SOURCE RECORDS:
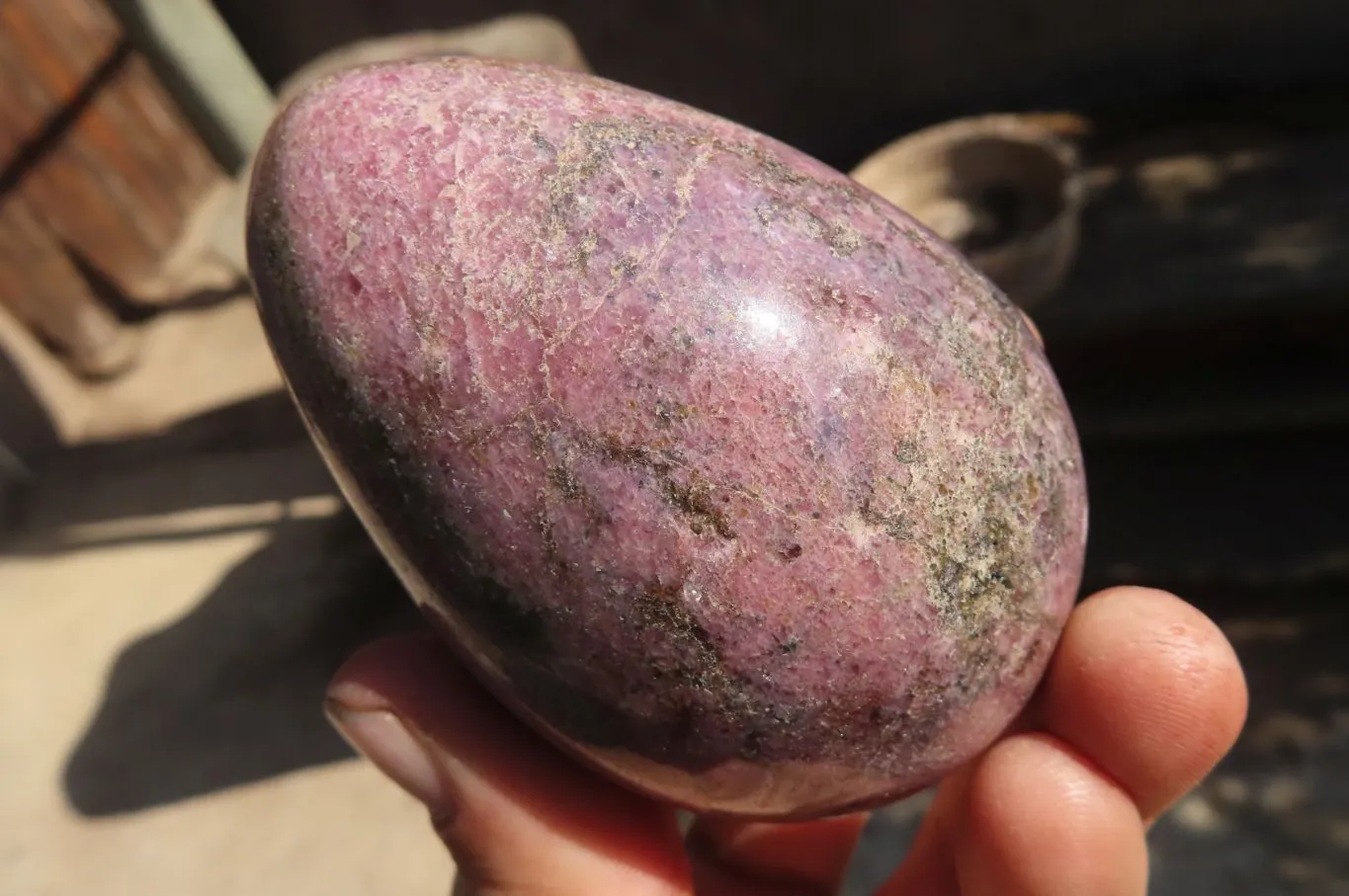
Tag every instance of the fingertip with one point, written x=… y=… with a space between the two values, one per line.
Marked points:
x=502 y=791
x=1149 y=689
x=1042 y=819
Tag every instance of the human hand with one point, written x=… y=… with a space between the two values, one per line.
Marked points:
x=1142 y=696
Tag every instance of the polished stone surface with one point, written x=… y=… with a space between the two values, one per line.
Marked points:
x=717 y=465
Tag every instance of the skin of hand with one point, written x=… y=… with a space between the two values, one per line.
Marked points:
x=1141 y=699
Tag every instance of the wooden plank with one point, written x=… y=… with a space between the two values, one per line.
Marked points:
x=104 y=158
x=46 y=291
x=51 y=170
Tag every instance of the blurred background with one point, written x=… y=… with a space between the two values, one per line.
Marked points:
x=1166 y=189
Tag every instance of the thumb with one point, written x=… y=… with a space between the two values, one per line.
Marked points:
x=517 y=815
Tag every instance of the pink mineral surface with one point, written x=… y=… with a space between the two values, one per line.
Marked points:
x=719 y=470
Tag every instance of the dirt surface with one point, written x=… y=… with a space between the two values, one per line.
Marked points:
x=181 y=581
x=173 y=600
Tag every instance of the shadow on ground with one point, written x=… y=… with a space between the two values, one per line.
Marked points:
x=232 y=692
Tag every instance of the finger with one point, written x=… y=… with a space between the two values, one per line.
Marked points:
x=1149 y=689
x=1041 y=819
x=517 y=815
x=736 y=857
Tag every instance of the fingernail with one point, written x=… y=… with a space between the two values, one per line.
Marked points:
x=381 y=738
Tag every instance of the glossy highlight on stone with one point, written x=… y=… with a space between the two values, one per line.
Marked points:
x=717 y=468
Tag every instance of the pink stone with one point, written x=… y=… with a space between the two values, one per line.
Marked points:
x=717 y=468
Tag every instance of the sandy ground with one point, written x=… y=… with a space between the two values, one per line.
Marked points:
x=184 y=581
x=170 y=608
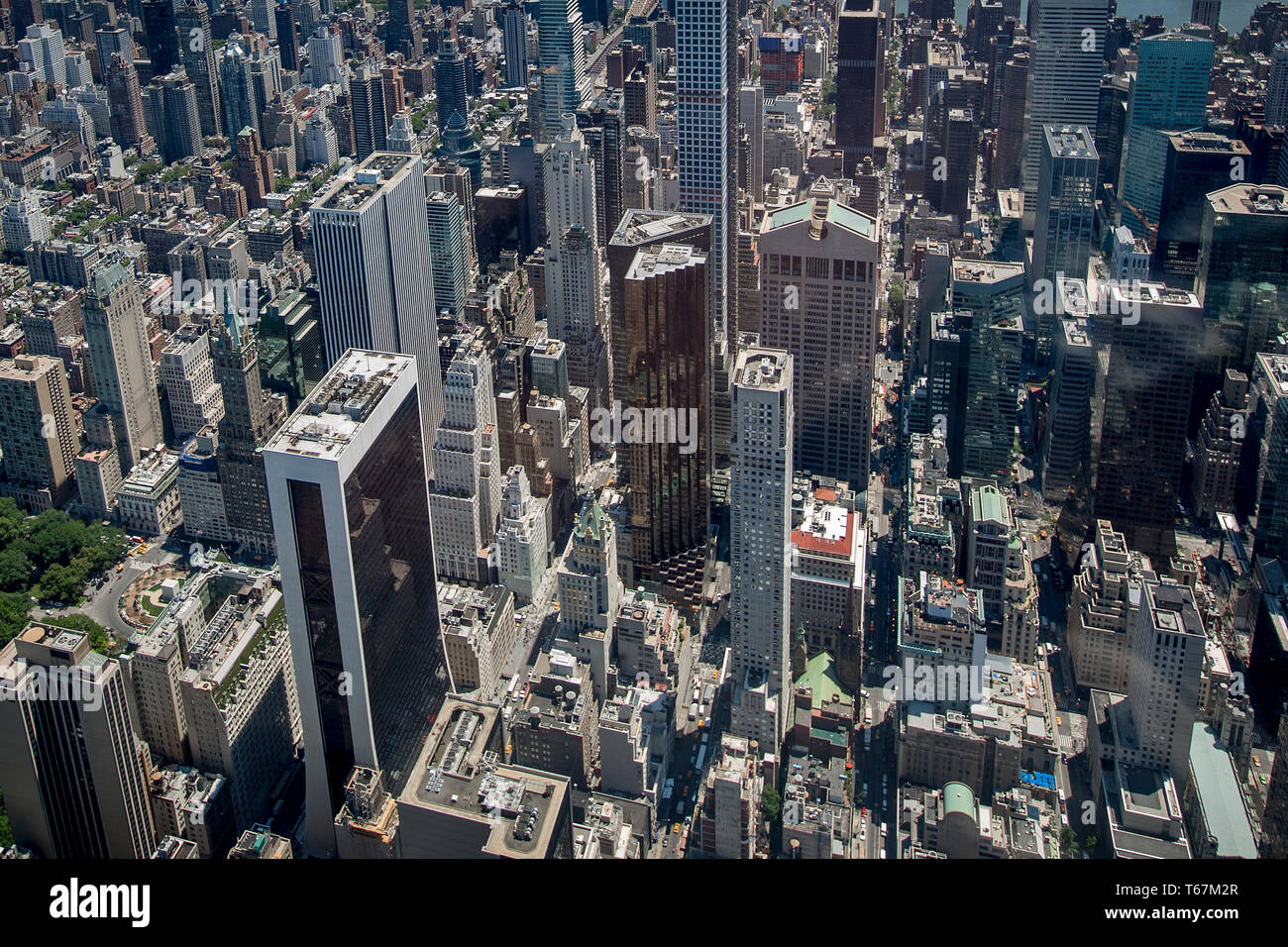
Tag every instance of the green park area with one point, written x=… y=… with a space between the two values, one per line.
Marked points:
x=50 y=558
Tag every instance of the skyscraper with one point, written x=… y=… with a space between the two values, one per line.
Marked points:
x=449 y=236
x=465 y=501
x=351 y=513
x=368 y=99
x=372 y=245
x=514 y=27
x=174 y=110
x=72 y=772
x=124 y=379
x=819 y=282
x=565 y=85
x=1154 y=335
x=197 y=52
x=575 y=303
x=287 y=39
x=249 y=419
x=1065 y=63
x=1064 y=219
x=706 y=52
x=760 y=493
x=450 y=82
x=664 y=369
x=162 y=34
x=861 y=118
x=38 y=436
x=125 y=106
x=1168 y=94
x=235 y=94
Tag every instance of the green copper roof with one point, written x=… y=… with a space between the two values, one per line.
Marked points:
x=820 y=678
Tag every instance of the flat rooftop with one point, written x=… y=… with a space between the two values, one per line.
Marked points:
x=356 y=188
x=340 y=403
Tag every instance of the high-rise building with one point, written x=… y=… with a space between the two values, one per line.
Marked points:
x=1276 y=86
x=1206 y=12
x=1197 y=163
x=1065 y=63
x=819 y=285
x=44 y=53
x=1168 y=93
x=38 y=436
x=197 y=53
x=1067 y=437
x=368 y=99
x=450 y=82
x=372 y=244
x=125 y=103
x=1218 y=449
x=575 y=304
x=249 y=419
x=861 y=63
x=1269 y=424
x=449 y=239
x=162 y=34
x=124 y=377
x=523 y=539
x=1154 y=335
x=235 y=91
x=514 y=43
x=1064 y=219
x=287 y=39
x=1241 y=270
x=188 y=376
x=639 y=98
x=760 y=493
x=351 y=512
x=704 y=106
x=664 y=376
x=465 y=501
x=589 y=585
x=174 y=116
x=72 y=772
x=563 y=80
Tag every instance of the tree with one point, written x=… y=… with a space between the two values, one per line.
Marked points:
x=62 y=583
x=14 y=569
x=14 y=607
x=771 y=804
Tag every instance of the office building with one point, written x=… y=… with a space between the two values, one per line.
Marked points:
x=1064 y=218
x=819 y=282
x=861 y=81
x=523 y=538
x=1267 y=429
x=200 y=62
x=1240 y=274
x=351 y=512
x=467 y=802
x=1168 y=94
x=370 y=232
x=662 y=368
x=124 y=377
x=465 y=501
x=1147 y=377
x=38 y=434
x=72 y=772
x=188 y=376
x=1065 y=63
x=480 y=635
x=760 y=544
x=514 y=29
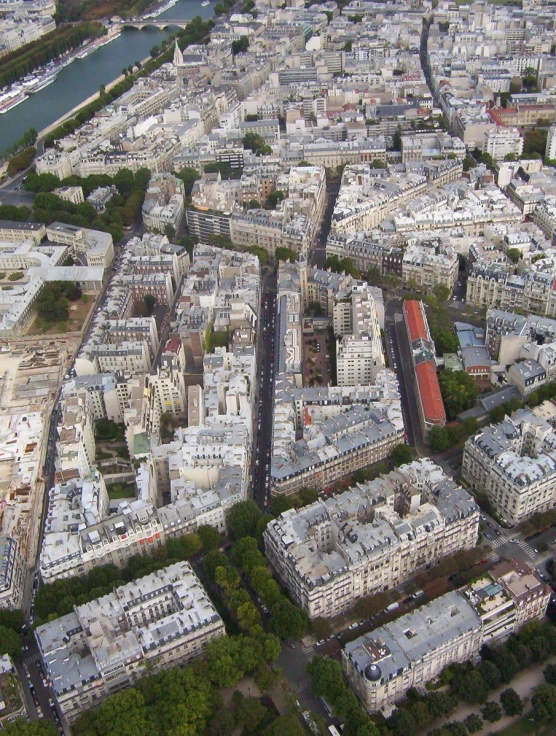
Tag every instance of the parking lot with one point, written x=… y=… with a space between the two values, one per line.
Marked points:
x=316 y=364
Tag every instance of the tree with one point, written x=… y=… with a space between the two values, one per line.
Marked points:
x=210 y=537
x=490 y=674
x=441 y=292
x=314 y=309
x=285 y=254
x=287 y=725
x=10 y=643
x=150 y=301
x=439 y=439
x=251 y=713
x=549 y=673
x=222 y=723
x=320 y=628
x=402 y=723
x=189 y=176
x=287 y=621
x=243 y=518
x=492 y=711
x=472 y=688
x=473 y=722
x=544 y=703
x=213 y=560
x=401 y=454
x=20 y=727
x=459 y=392
x=241 y=45
x=511 y=702
x=273 y=198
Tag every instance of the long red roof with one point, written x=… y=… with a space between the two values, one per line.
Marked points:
x=415 y=320
x=429 y=389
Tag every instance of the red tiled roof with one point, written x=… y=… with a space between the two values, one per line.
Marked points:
x=429 y=389
x=415 y=320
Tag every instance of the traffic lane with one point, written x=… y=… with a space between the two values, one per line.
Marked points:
x=17 y=198
x=406 y=368
x=392 y=339
x=293 y=663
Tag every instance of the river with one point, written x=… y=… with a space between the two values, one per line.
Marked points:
x=83 y=77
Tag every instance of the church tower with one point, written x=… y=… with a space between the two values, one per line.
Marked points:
x=178 y=56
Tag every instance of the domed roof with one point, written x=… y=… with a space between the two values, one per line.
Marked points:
x=373 y=672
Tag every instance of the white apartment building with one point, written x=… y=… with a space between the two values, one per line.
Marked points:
x=411 y=651
x=428 y=264
x=514 y=463
x=95 y=245
x=502 y=142
x=13 y=572
x=370 y=538
x=338 y=432
x=159 y=621
x=359 y=353
x=164 y=203
x=550 y=151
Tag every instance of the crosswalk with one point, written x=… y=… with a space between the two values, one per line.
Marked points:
x=301 y=685
x=500 y=541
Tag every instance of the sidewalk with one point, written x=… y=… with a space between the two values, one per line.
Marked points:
x=523 y=684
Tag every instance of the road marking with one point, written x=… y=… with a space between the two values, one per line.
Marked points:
x=302 y=685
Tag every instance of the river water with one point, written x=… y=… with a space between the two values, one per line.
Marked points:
x=83 y=77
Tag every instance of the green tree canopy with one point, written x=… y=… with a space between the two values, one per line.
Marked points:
x=511 y=702
x=243 y=518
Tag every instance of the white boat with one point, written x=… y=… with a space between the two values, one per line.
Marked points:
x=11 y=99
x=45 y=83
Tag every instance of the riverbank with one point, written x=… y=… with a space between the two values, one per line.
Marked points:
x=43 y=133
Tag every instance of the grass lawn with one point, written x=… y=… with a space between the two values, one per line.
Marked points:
x=121 y=490
x=524 y=727
x=77 y=315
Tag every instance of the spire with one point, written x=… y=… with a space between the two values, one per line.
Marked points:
x=178 y=55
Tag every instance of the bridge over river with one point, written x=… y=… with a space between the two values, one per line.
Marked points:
x=153 y=23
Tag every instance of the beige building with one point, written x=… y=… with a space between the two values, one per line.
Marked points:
x=370 y=538
x=159 y=621
x=514 y=464
x=411 y=651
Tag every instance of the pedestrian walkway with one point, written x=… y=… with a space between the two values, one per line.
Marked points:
x=301 y=685
x=523 y=684
x=500 y=541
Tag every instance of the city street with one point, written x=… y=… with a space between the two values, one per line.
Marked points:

DIRECTIONS:
Please rewrite all of the entries above, changing every "Marked points" to "Selected points" and leaving everything else as it is. Leave the pictures out of your answer.

THE REPLY:
Tag every instance of the fingertip with one point, written x=… y=… with a space between the two values, one per line.
Selected points:
x=502 y=791
x=1149 y=689
x=1042 y=819
Tag every instance of the human hand with one point, written x=… y=… with a space between the two values, one per line.
Selected points:
x=1142 y=696
Tag every instance of the polished stone surface with one point, written x=… y=… with a space between the two values, one per line.
Selected points:
x=717 y=465
Tag every instance of the skin of hand with one point, written x=… y=… with a space between the two values, one per line.
Selected points:
x=1141 y=699
Tag every instance of the wooden plank with one point, written x=… y=… with a space between the two values, one per line.
Selected points:
x=104 y=158
x=46 y=291
x=51 y=170
Tag every instance of the blurred background with one point, written x=… y=… with a space between the two values, one per line.
Selected points:
x=1166 y=189
Tag every instance of the thumb with one point, written x=… y=… with a space between the two values, one per line.
Selected points:
x=517 y=815
Tag every instance of the pink mineral surface with one point, written x=… y=… with a space between the two values, one per line.
Selected points:
x=719 y=470
Tag every instance of the dirt surface with one point, written x=… y=… with a space between the two values, one per line.
Selected points:
x=181 y=581
x=173 y=600
Tag every instance of the shadow on ground with one point, written x=… y=… with a space between the two values, one per line.
Selected points:
x=232 y=692
Tag every instance of the finger with one point, written x=… y=… with a space between the two values, one per line.
Selected points:
x=1149 y=689
x=1041 y=819
x=517 y=815
x=736 y=857
Tag every instance of the fingernail with one point, written x=… y=… with a space between the two values, one per line.
Selected points:
x=381 y=738
Tag every instance of the glossy highlight on stone with one point, written x=… y=… with a space between the two values, one per line.
Selected points:
x=717 y=468
Tag every instance of the pink stone with one point, written x=… y=… with a space between the two values, one per line.
Selected points:
x=717 y=468
Tag every instance of the sandy ground with one point, written x=… y=… with a space between the two values, one per line.
Selected points:
x=184 y=581
x=170 y=608
Tag every instance of the green park area with one point, written x=… y=… with a space between the two values, one per line.
Selected points:
x=50 y=558
Tag every instance of the skyscraper with one point, written x=… y=… with a space between the two values, one per line.
Selected points:
x=449 y=236
x=465 y=501
x=351 y=513
x=368 y=99
x=372 y=245
x=514 y=27
x=174 y=110
x=72 y=772
x=124 y=379
x=819 y=282
x=565 y=85
x=1154 y=335
x=197 y=52
x=575 y=303
x=287 y=39
x=249 y=419
x=1065 y=63
x=1064 y=219
x=706 y=52
x=760 y=493
x=450 y=82
x=664 y=369
x=162 y=34
x=861 y=118
x=38 y=436
x=125 y=106
x=1168 y=94
x=235 y=94
Tag every instance of the green copper roof with one point, written x=… y=… with a space between the two values, one per line.
Selected points:
x=820 y=678
Tag every instance of the flat rooftop with one point, written x=… y=… with a space between the two values, one per line.
Selected points:
x=356 y=188
x=340 y=403
Tag every instance of the high-rise building with one point, written x=… y=… with a space between the two values, one per line.
Selected points:
x=1276 y=86
x=1206 y=12
x=1197 y=163
x=1065 y=63
x=819 y=285
x=44 y=53
x=1168 y=93
x=38 y=436
x=197 y=53
x=1067 y=437
x=368 y=99
x=450 y=82
x=372 y=244
x=125 y=103
x=1218 y=449
x=575 y=304
x=249 y=419
x=861 y=63
x=1269 y=424
x=449 y=239
x=162 y=34
x=124 y=377
x=523 y=539
x=1154 y=335
x=235 y=91
x=514 y=43
x=1064 y=219
x=287 y=39
x=1241 y=270
x=188 y=376
x=639 y=98
x=760 y=493
x=351 y=512
x=704 y=106
x=664 y=376
x=465 y=501
x=589 y=585
x=174 y=116
x=72 y=772
x=563 y=80
Tag every instance of the tree with one point, written x=… y=… with a space between the two values, one per line.
Selected points:
x=62 y=583
x=14 y=569
x=14 y=607
x=771 y=804
Tag every instance of the office building with one point, written x=… y=… with a space between the two values, one per line.
Selected points:
x=1064 y=218
x=819 y=282
x=861 y=81
x=523 y=538
x=1267 y=429
x=200 y=62
x=1240 y=274
x=351 y=512
x=467 y=802
x=1168 y=94
x=370 y=232
x=662 y=368
x=124 y=377
x=465 y=501
x=1147 y=377
x=38 y=434
x=72 y=772
x=188 y=376
x=1065 y=63
x=480 y=635
x=760 y=544
x=514 y=29
Tag every instance of the parking lot with one point, written x=… y=… with a space between the two values, one per line.
Selected points:
x=316 y=364
Tag every instance of the tree with one point, written x=… y=… with a space between the two values, one per line.
Selected points:
x=210 y=537
x=490 y=674
x=441 y=292
x=314 y=309
x=285 y=254
x=287 y=725
x=10 y=643
x=150 y=301
x=439 y=439
x=251 y=713
x=549 y=673
x=222 y=723
x=320 y=628
x=402 y=723
x=189 y=176
x=287 y=621
x=243 y=518
x=492 y=711
x=472 y=688
x=473 y=722
x=544 y=703
x=213 y=560
x=401 y=454
x=20 y=727
x=459 y=392
x=241 y=45
x=511 y=702
x=273 y=198
Tag every instance of the long red roof with one point, written x=… y=… with a space between the two values, one per line.
Selected points:
x=415 y=320
x=429 y=389
Tag every instance of the red tiled roof with one point, written x=… y=… with a space between the two values, one per line.
Selected points:
x=429 y=389
x=415 y=320
Tag every instance of the traffic lane with one point, written x=… y=… with a space between the two values, one per line.
Selected points:
x=17 y=198
x=406 y=368
x=392 y=339
x=293 y=663
Tag every instance of the river with one point, written x=… y=… with a space between the two values, one per line.
Selected points:
x=83 y=77
Tag every instance of the church tower with one point, written x=… y=… with a space between the two values, one per line.
Selected points:
x=178 y=56
Tag every instance of the domed roof with one point, written x=… y=… with a space between the two values, one per line.
Selected points:
x=373 y=672
Tag every instance of the white apartment building with one point, written x=… y=… with a space between the two values, one per line.
Selected points:
x=411 y=651
x=428 y=264
x=514 y=463
x=95 y=245
x=502 y=142
x=13 y=572
x=370 y=538
x=338 y=432
x=159 y=621
x=359 y=353
x=164 y=203
x=550 y=151
Tag every instance of the crosswalk with one point, written x=… y=… with a space between the two values, one per line.
Selected points:
x=301 y=685
x=500 y=541
Tag every instance of the sidewalk with one point, written x=… y=… with a space between the two values, one per line.
Selected points:
x=523 y=684
Tag every instance of the road marking with one point, written x=… y=… with a space between the two values, one per line.
Selected points:
x=302 y=685
Tag every instance of the river water with one point, written x=… y=… with a space between the two values, one per line.
Selected points:
x=83 y=77
Tag every instance of the green tree canopy with one point, written x=… y=… with a space between the two values, one per line.
Selected points:
x=511 y=702
x=243 y=518
Tag every instance of the white boat with one point, written x=… y=… with a space between the two values, one per line.
Selected points:
x=11 y=99
x=45 y=83
Tag every instance of the riverbank with one point, written x=… y=… with a space between the two values, one per line.
Selected points:
x=43 y=133
Tag every instance of the grass lawn with one point, written x=… y=… with a space between the two values, one per line.
Selected points:
x=121 y=490
x=524 y=727
x=77 y=315
Tag every instance of the spire with one point, written x=… y=… with a space between the two values, one per line.
Selected points:
x=178 y=55
Tag every instance of the bridge over river with one point, written x=… y=… with a space between the two values, one per line.
Selected points:
x=153 y=23
Tag every instance of the beige building with one point, written x=… y=… with a space between the two values, one per line.
Selected points:
x=370 y=538
x=159 y=621
x=514 y=464
x=411 y=651
Tag every instance of the pedestrian walkway with one point, written x=… y=… with a space between the two values, one per line.
Selected points:
x=301 y=685
x=523 y=684
x=500 y=541
Tag every instance of the city street with one point, written x=… y=… with a space between the two values, one per line.
Selected points:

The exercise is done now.